Исходный текст
———

Так русский национальный характер, сложившийся в силу ряда исторических обстоятельств, определил путь, которым Россия двинулась в ХХ столетии.
Так русский национальный характер и в настоящее время воспроизводит особенности российского государственного бытия.
Путь сквозь туман
Еще раз напомним, что представляют собой этнические архетипы, являющиеся, на наш взгляд, операциональным базисом нации.
Под этническими архетипами мы понимаем константы национального подсознания, которые возникли в раннем этногенезе народа, были зафиксированы национальной культурой и воспроизводятся ею через образование и воспитание. Наследование этнических архетипов через культурные механизмы идет примерно так же, как наследование инстинктов через геном.
Анализ русской культуры, включая сюда и тексты множества иностранных авторов, являющихся в данном случае «взглядом со стороны», позволяет, как нам представляется, выделить три отчетливых архетипа, сформировавшихся в течение российской истории.

———

Содержимое набора данных
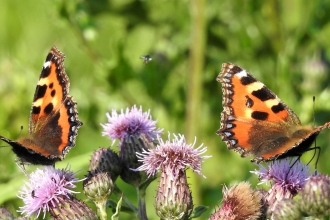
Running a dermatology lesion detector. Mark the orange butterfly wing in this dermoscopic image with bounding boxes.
[0,47,82,165]
[217,63,330,162]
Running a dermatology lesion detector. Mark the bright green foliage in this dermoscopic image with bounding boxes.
[0,0,330,219]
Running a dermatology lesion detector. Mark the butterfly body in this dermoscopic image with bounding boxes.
[0,47,82,165]
[217,63,330,163]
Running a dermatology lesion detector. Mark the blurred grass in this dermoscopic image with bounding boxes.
[0,0,330,219]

———

Список заданий
**A.** Перепишите без изменений фрагмент текста о русском национальном характере, начиная с "Так русский национальный характер, сложившийся" и заканчивая "инстинктов через геном.".
**B.** Сколько архетипов, согласно тексту о русском национальном характере, позволяет выделить анализ русской культуры?

Ответы к заданиям
**A.**
Так русский национальный характер, сложившийся в силу ряда исторических обстоятельств, определил путь, которым Россия двинулась в ХХ столетии.
Так русский национальный характер и в настоящее время воспроизводит особенности российского государственного бытия.
Путь сквозь туман
Еще раз напомним, что представляют собой этнические архетипы, являющиеся, на наш взгляд, операциональным базисом нации.
Под этническими архетипами мы понимаем константы национального подсознания, которые возникли в раннем этногенезе народа, были зафиксированы национальной культурой и воспроизводятся ею через образование и воспитание. Наследование этнических архетипов через культурные механизмы идет примерно так же, как наследование инстинктов через геном.

**B.** Три отчетливых архетипа.